Copy every record exactly, with nothing left out.

BEGIN Record excerpts

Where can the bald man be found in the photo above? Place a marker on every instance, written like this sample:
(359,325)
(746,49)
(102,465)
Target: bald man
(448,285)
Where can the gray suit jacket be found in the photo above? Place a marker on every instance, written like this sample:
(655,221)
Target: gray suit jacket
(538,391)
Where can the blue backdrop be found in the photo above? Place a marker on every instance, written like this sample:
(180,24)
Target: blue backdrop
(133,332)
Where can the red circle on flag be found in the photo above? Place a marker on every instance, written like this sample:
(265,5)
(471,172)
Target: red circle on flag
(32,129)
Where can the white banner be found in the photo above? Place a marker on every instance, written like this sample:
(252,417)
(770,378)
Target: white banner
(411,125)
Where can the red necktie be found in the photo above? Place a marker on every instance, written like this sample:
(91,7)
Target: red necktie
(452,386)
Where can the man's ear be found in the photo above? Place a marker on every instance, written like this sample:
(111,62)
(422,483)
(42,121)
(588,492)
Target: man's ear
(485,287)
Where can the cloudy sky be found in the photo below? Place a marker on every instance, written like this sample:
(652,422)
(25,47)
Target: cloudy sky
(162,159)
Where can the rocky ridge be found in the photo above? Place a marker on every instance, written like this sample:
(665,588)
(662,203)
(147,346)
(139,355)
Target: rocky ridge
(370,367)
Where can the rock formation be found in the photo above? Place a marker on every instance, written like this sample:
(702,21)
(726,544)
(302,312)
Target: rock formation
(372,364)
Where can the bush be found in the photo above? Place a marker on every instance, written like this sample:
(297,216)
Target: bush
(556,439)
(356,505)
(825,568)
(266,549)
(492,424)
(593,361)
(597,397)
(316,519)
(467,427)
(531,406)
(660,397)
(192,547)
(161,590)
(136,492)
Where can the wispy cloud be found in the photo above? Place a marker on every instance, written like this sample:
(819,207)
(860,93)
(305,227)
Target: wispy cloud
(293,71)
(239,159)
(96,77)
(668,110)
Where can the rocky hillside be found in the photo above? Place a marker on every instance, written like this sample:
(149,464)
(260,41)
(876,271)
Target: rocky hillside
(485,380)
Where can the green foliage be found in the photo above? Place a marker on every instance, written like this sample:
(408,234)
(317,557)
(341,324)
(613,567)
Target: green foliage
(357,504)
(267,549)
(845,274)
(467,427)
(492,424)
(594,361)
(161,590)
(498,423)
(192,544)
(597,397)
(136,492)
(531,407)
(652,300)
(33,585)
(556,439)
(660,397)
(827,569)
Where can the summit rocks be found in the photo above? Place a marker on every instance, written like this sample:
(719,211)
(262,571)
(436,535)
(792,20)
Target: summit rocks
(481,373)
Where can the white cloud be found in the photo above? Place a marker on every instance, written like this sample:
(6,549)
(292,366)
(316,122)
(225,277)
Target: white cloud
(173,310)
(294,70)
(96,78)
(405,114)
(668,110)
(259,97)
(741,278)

END Record excerpts

**Exercise response**
Where can the bald man be found in the photo above? Place a marker on every instance, written like this sample:
(359,325)
(746,49)
(102,465)
Target: bald man
(448,285)
Where can the gray suit jacket be found in the photo above? Place a marker on every instance, written like this sample:
(655,221)
Target: gray suit jacket
(538,391)
Where can the blue backdrop be found in the photo above? Place a marker on every instance, written like this sample:
(180,24)
Target: blue backdrop
(133,332)
Where can the red circle on flag be found in the photo above? Place a marker on every instance, written like this sample:
(265,5)
(471,172)
Target: red circle on flag
(32,129)
Where can the white banner be found in the photo above? Place a marker on every instance, written like this sample:
(252,417)
(770,378)
Target: white banner
(411,125)
Where can the red necktie be found in the photo above? Place a marker on every instance, written like this sample:
(91,7)
Target: red necktie
(452,386)
Where can the man's ear be found in the photo above? Place a marker on every instance, written like this sample:
(111,62)
(422,483)
(42,121)
(588,492)
Target: man's ear
(485,287)
Where can the cloudy sky be found in the photo below? Place a marker on every instance, written like this sample:
(652,422)
(25,47)
Target: cloudy sky
(162,159)
Where can the rocky ridge be found in the photo above? Place a marker on every instance, written like this sample:
(665,588)
(662,203)
(147,346)
(139,355)
Target: rocky ridge
(370,367)
Where can the rock formation be found in the photo above? Place a marker on every instance, written like this sample:
(702,21)
(726,544)
(302,312)
Target: rock formation
(372,364)
Where can the bush be found in the photo above? Place a marker on every instance, written like this sample:
(297,216)
Target: bush
(556,439)
(356,505)
(825,568)
(266,549)
(492,424)
(593,361)
(597,397)
(316,519)
(467,427)
(531,406)
(660,397)
(192,547)
(161,590)
(136,492)
Where can the wispy cloud be found in the photo above? Place a marker on every instance, written like this sample:
(819,207)
(860,93)
(305,227)
Target: wispy cloud
(293,71)
(239,159)
(96,77)
(668,110)
Where can the rocky hillside be found in the photo above? Place a marker on every instance, written like this sample:
(149,464)
(260,41)
(876,271)
Target: rocky hillside
(485,380)
Where can the green foliage be found in the photo above? Place a marker on every instance, written like this sample:
(408,234)
(317,557)
(341,324)
(613,567)
Target: green foliage
(357,504)
(267,549)
(845,274)
(467,427)
(492,424)
(594,361)
(161,590)
(498,423)
(192,544)
(597,397)
(136,492)
(531,407)
(652,300)
(33,585)
(556,439)
(660,397)
(827,569)
Where can the summit rocks be found in the photo above? Place a marker on every instance, written like this sample:
(719,211)
(262,571)
(436,535)
(792,20)
Target: summit rocks
(481,373)
Where can the white cloud be found in the photo above? Place a marker on every instance, written like this sample:
(6,549)
(292,366)
(316,122)
(225,277)
Target: white cloud
(173,310)
(294,70)
(96,78)
(405,114)
(668,110)
(259,97)
(741,278)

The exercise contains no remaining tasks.